Your goal: Continue the passage below on saccharides as microwave absorbers from its last sentence, picking up from the point it reaches and not from the material that follows it.

--- Text provided ---

The organic compounds with polar groups such as saccharides can be used as microwave absorbers. The energy of electromagnetic wave can be transferred to the degrees of freedom related with the γ or β-relaxation. Wlodarczyk et al. (2015) indicated that sucrose can be a good microwave absorber due to the fact that it has γ-relaxation characterized by high dielectric strength. As this process is sensitive to both water content and temperature, these two effects need to be taken into account in the studies of shielding properties. Moreover, low-dense polysaccharides can be successfully used as light electromagnetic interference (EMI) shielding materials. Until now, many different EMI shielding materials with high microwave absorption properties were developed and tested. The EMI shielding properties of conductive materials (metals, intrinsically conducting polymers, thin layers) are related to the reflection of electromagnetic waves (Kim et al. 2002; Saini et al. 2009; Tantawy et al. 2013; Shahzad et al. 2016). Absorption of electromagnetic waves occurs for materials with high dielectric permittivity or high magnetic permeability (Khan et al. 2014). Many materials with high EMI shielding or MA properties contain nanoparticles, which can be dangerous for environment or human health. Development of low cost and eco-friendly materials with high EMI and MA properties is a big challenge. The major requirements for a good microwave absorber are high reflection loss and high absorption of electromagnetic energy. Moreover, good absorber should be characterized by high stability and ability to absorb radiation in broad frequency and temperature range. However, many studies in literature are performed only for room temperature, which is associated with limits of used network analyzers (Cui et al. 2017; Chen et al. 2018; Yang et al. 2018). Results presented in this work suggest that the microwave absorbers are very sensitive to temperature changes.

--- Data shown ---

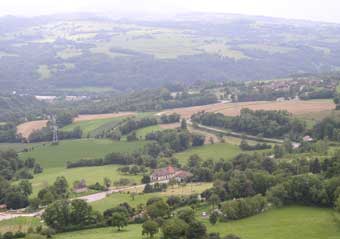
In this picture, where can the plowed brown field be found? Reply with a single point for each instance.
(295, 107)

---

Response to the exercise:
The aim of this work was to study dielectric properties, electrical conductivity and MA properties of amorphous yellow dextrin in order to show its usefulness in EMI shielding applications. Additionally, the influence of water, temperature and absorber thickness on properties of dextrin-based absorbers was tested and described for microwave frequency region. It is assumed that the addition of water causes changes in relaxation processes in the yellow dextrin, which is manifested by the changes in electrical conductivity and microwave absorption properties. The described observation may be helpful for preparation of new organic matrices with very high dielectric losses and a strictly defined absorption region.

At present, there are good materials that can be used as EMI shielding agents for frequencies higher than 1 GHz. The Fe3O4 nanoparticles are widely used for frequencies above 1 GHz, due to their great magneto-dielectric properties. However, as there are many technologies operating at lower frequency range i.e. 100 MHz to 1 GHz region, it would be beneficial to deliver appropriate material working in mentioned range. This technological aspect was a major motivation to start studies on polycarbohydrates, compounds which are able to cover the gap in the bottom microwave region due to their extraordinary dielectric properties. For the first study dextrin has been chosen as a representative of polysaccharide group.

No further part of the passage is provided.